=== INFORMATION GIVEN ===

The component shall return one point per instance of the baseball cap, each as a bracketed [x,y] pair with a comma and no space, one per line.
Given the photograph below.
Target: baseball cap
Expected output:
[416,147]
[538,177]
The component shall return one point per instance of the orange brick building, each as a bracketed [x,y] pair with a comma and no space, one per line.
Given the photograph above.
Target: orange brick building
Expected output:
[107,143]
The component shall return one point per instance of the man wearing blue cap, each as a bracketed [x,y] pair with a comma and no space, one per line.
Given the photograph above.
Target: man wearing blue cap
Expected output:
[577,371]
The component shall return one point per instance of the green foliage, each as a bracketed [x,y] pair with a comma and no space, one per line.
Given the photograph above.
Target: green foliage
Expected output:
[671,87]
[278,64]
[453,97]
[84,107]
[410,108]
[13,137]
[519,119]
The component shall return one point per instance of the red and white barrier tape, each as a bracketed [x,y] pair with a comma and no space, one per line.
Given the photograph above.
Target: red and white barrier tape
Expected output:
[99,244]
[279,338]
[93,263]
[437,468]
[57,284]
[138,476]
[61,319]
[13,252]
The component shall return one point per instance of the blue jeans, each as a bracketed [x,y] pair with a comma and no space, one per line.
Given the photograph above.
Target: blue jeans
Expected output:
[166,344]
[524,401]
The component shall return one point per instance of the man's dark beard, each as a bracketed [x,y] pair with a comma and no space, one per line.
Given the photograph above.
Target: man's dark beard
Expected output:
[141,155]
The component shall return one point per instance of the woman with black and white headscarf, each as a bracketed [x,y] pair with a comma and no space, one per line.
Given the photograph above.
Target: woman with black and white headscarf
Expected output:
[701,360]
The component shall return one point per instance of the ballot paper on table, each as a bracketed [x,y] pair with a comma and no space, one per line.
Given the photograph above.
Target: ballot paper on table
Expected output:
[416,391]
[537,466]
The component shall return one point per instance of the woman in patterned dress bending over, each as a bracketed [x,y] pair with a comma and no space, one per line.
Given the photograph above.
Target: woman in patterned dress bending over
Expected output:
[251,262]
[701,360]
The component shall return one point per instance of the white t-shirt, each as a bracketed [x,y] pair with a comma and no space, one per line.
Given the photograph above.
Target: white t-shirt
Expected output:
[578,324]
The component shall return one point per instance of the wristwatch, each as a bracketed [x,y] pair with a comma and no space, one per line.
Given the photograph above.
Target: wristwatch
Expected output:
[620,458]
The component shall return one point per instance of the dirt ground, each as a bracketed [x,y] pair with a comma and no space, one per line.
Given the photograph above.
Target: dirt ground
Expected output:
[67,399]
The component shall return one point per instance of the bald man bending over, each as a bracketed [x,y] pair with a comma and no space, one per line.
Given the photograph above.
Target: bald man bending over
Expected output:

===

| GIVEN EXERCISE |
Write out every entry again, keeping each line exactly the same.

| RESULT OF THE EXERCISE |
The component shall return one point per instance of the baseball cap, each as a bracketed [x,y] pair with a comma and no space, one per line.
Given the photograph below.
Target: baseball cap
Expected output:
[416,147]
[538,177]
The component shall return one point per instance of the orange brick building, each as a bracketed [x,y] pair with a comma and no space, one per line.
Given the photograph above.
Target: orange brick building
Expected output:
[107,143]
The component shall return one point per instance of the man wearing blue cap, each as a bracketed [x,y] pair with a comma and no space, one per line.
Given the photograph above.
Target: man wearing blue cap
Expected output:
[577,371]
The component shall return one point per instance of the green foliage, each as a bracketed [x,y] pair with a comma and no space, one per line.
Given the photograph above.
Target: green foliage
Expected output:
[671,87]
[278,64]
[453,97]
[84,107]
[410,108]
[13,137]
[519,119]
The component shall return one point per instance of the red and white barrier tape, each as a bracketed [x,y] pair with a comma and no space, one per line.
Given the photograph above.
Target: red and white barrier tape
Expected output:
[99,244]
[279,338]
[93,263]
[437,468]
[57,284]
[138,476]
[61,319]
[13,252]
The component shall return one point per instance of the blue jeans, each as a bracketed [x,y] pair with a comma and no space, one per line.
Given the photograph above.
Target: blue jeans
Expected output:
[166,344]
[524,401]
The component shall return one point per instance of the man's dark beard, each as a bracketed [x,y] pair with a comma and no space, one per line.
Given the photograph above.
Target: man's dark beard
Expected output:
[141,155]
The component shall return one point per instance of the woman with black and white headscarf, each as a bracketed [x,y] pair with a comma and no space, one per line.
Given the photograph above.
Target: woman with black and white headscarf
Expected output:
[701,360]
The component shall return one point per instance of the ballot paper on table, each as a bracketed [x,y] pair with a comma and no space, one per line.
Given the photograph above.
Target: ballot paper on table
Expected output:
[416,391]
[537,466]
The component shall return one point per instance of the woman in patterned dress bending over, each as a bracketed [x,y] pair with a comma and no space, one per line.
Given the photograph above.
Target: woman in patterned dress bending over
Expected output:
[251,262]
[701,360]
The component shall return one point per instance of the white t-shirt, each as a bracketed [x,y] pair with a comma and no space, one per line.
Given the photograph above.
Target: white t-shirt
Expected output:
[578,324]
The component shall return one point per instance of the wristwatch, each as a bracketed [x,y] pair with a comma and no space, one per line.
Given the photograph above.
Target: wristwatch
Expected output:
[620,458]
The component shall return one point per instance of the dirt ground, each as a bracketed [x,y] pair with a comma and no space, one per line.
Given the photograph above.
Target: dirt ground
Expected output:
[67,399]
The component shall return one point per instance of the bald man bending over, each as a bracketed [x,y] pair with a comma and no space, one per line.
Given the photograph above.
Target: bald man bending over
Expected output:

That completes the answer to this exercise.